--- begin Records to process ---

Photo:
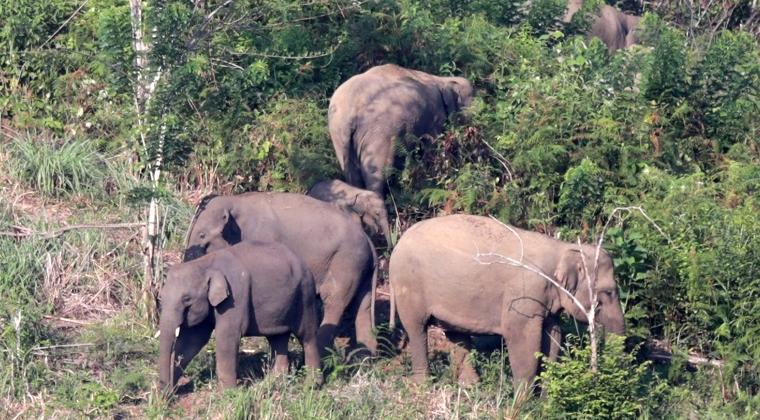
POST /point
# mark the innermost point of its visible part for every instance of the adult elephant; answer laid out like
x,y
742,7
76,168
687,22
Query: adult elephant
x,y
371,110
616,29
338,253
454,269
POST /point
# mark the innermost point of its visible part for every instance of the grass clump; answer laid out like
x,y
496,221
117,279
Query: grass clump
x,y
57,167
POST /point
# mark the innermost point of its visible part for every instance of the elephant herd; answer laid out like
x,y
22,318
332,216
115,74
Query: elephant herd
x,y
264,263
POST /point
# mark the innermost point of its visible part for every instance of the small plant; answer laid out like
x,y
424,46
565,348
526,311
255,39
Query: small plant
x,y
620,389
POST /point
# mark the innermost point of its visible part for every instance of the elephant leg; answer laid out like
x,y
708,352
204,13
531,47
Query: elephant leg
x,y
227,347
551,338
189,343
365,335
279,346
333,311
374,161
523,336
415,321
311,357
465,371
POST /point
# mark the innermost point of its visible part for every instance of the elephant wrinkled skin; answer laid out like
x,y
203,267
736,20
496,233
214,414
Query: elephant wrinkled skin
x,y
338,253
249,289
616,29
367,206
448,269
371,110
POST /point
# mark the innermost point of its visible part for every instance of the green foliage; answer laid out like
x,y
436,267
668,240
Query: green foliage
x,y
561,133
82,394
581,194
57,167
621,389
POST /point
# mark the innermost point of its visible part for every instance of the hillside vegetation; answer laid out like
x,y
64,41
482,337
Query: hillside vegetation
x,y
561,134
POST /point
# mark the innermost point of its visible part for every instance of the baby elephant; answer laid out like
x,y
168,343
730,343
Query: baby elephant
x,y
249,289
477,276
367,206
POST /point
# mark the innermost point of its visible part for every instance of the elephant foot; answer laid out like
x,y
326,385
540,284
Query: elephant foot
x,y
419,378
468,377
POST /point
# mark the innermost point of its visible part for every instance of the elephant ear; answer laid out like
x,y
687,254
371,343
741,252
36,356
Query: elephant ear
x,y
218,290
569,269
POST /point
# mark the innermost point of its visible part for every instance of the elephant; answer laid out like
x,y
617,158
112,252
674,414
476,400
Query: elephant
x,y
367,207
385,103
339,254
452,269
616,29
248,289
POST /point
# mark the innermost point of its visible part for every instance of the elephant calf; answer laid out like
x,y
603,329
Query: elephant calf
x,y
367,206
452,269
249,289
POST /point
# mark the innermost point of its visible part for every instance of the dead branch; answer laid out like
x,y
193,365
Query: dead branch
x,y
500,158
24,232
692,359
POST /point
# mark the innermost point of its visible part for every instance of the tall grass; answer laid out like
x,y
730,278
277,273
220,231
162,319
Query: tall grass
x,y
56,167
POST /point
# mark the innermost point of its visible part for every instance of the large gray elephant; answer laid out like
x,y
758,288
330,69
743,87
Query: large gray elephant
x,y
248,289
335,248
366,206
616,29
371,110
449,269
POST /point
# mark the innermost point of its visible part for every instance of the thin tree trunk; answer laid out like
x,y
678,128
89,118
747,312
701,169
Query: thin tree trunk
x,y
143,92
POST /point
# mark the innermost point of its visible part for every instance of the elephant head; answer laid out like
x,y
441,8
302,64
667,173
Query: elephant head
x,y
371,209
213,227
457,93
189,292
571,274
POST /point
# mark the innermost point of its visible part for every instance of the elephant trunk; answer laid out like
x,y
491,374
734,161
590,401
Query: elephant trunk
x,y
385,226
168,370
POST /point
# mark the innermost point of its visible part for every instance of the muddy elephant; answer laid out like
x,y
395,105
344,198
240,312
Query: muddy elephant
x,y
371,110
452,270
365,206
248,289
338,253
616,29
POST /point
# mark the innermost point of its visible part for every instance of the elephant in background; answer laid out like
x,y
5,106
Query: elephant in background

--- end Records to process ---

Write the entries above out again exactly, but not the pictures.

Photo:
POST /point
# mark the innermost point of its visible part for every instance of the adult elephant; answer laid out like
x,y
742,7
76,168
687,22
Query: adult elephant
x,y
371,110
616,29
338,253
454,269
POST /point
# mark the innermost point of its visible part for every instance of the grass clump; answer laid out like
x,y
496,221
117,279
Query: grass clump
x,y
57,167
POST /point
# mark the innermost point of its visible part for every instance of the elephant herd; answer laid out like
x,y
22,318
332,216
115,74
Query: elephant herd
x,y
264,263
POST /point
# mark the innermost point of its visible part for every instance of the small plant; answer laid out like
x,y
424,46
565,348
526,311
255,39
Query: small plant
x,y
620,389
POST /point
# mark the innermost point of its visible part for every instance of the elephant leg; answer laid out like
x,y
708,352
204,13
531,47
Query: elephant leg
x,y
227,347
551,338
189,343
365,335
279,346
333,311
374,161
523,336
415,321
311,357
465,371
POST /point
# mark the innermost point of its visible part for every instance of the elephant wrinkled skin; answer laid out like
x,y
203,267
736,20
496,233
214,414
Query: elephant wrinkled skin
x,y
338,253
249,289
616,29
367,206
448,269
371,110
POST /point
# mark the innermost point of its visible part for every instance of the green foliage; answer laid out like
x,y
436,267
668,240
Query: green foliage
x,y
561,133
82,394
581,194
57,167
621,389
POST /point
# mark the innermost point of its visible part for every instance of the hillside vegetation; answer laid out like
x,y
64,41
482,337
Query: hillside vegetation
x,y
561,134
POST /point
# mark the innermost point of its visible part for every instance of the baby elephant; answer laid out like
x,y
168,343
730,343
Query: baby elephant
x,y
249,289
477,276
367,206
POST /point
# mark the innermost point of its visible part for every instance of the elephant foot; answer laid out like
x,y
326,385
540,284
Query: elephant foot
x,y
419,378
468,377
POST /point
# mark the innermost point of its visible part for every instance of the elephant ear; answer laid out like
x,y
687,254
371,343
741,252
36,356
Query: elephant ear
x,y
218,290
569,269
POST /point
# mark the innermost point of its visible part for every instance of the elephant; answer laid out like
x,y
617,158
112,252
674,414
476,400
Query: elephant
x,y
367,207
385,103
339,254
452,269
616,29
248,289
POST /point
# mark the innermost point of its visible part for every instance of the elephant calf; answer laid out like
x,y
603,329
Query: elephant calf
x,y
367,206
452,269
249,289
POST /point
# mark the innermost point of its visible part for every instance of the dead branch; answer laid out like
x,y
193,365
Query: dead branch
x,y
500,158
24,232
692,359
POST /point
# mark the innermost point of its visible part for every instance of the tall grass; answer laid out like
x,y
730,278
277,273
220,231
162,319
Query: tall grass
x,y
56,167
POST /point
# mark the innermost point of its visible part for every instance of the large gray elephant; answer laid out like
x,y
758,288
330,69
743,87
Query: large gray elephant
x,y
248,289
335,248
366,206
616,29
371,110
449,269
POST /point
# mark the innermost point of its visible part for every instance of the thin tree trunk; answer laid out like
x,y
678,128
89,118
747,312
701,169
Query: thin tree trunk
x,y
143,92
POST /point
# mark the innermost point of its visible part for every instance of the elephant head; answer laid out like
x,y
441,8
302,64
667,173
Query: elephant head
x,y
371,209
213,227
457,93
189,292
571,274
POST /point
# mark the innermost point of its visible part for every instance of the elephant trunk; answer laid out like
x,y
491,374
734,161
590,401
Query: elephant trunk
x,y
385,226
168,370
POST /point
# mark the innermost point of its visible part for every instance of the muddy elephant; answer laid out like
x,y
395,105
344,198
240,312
Query: muddy elephant
x,y
371,110
452,270
365,206
248,289
338,253
616,29
POST /point
# mark the innermost point of its visible part for every instance of the elephant in background; answer laid out like
x,y
5,106
Query: elephant in background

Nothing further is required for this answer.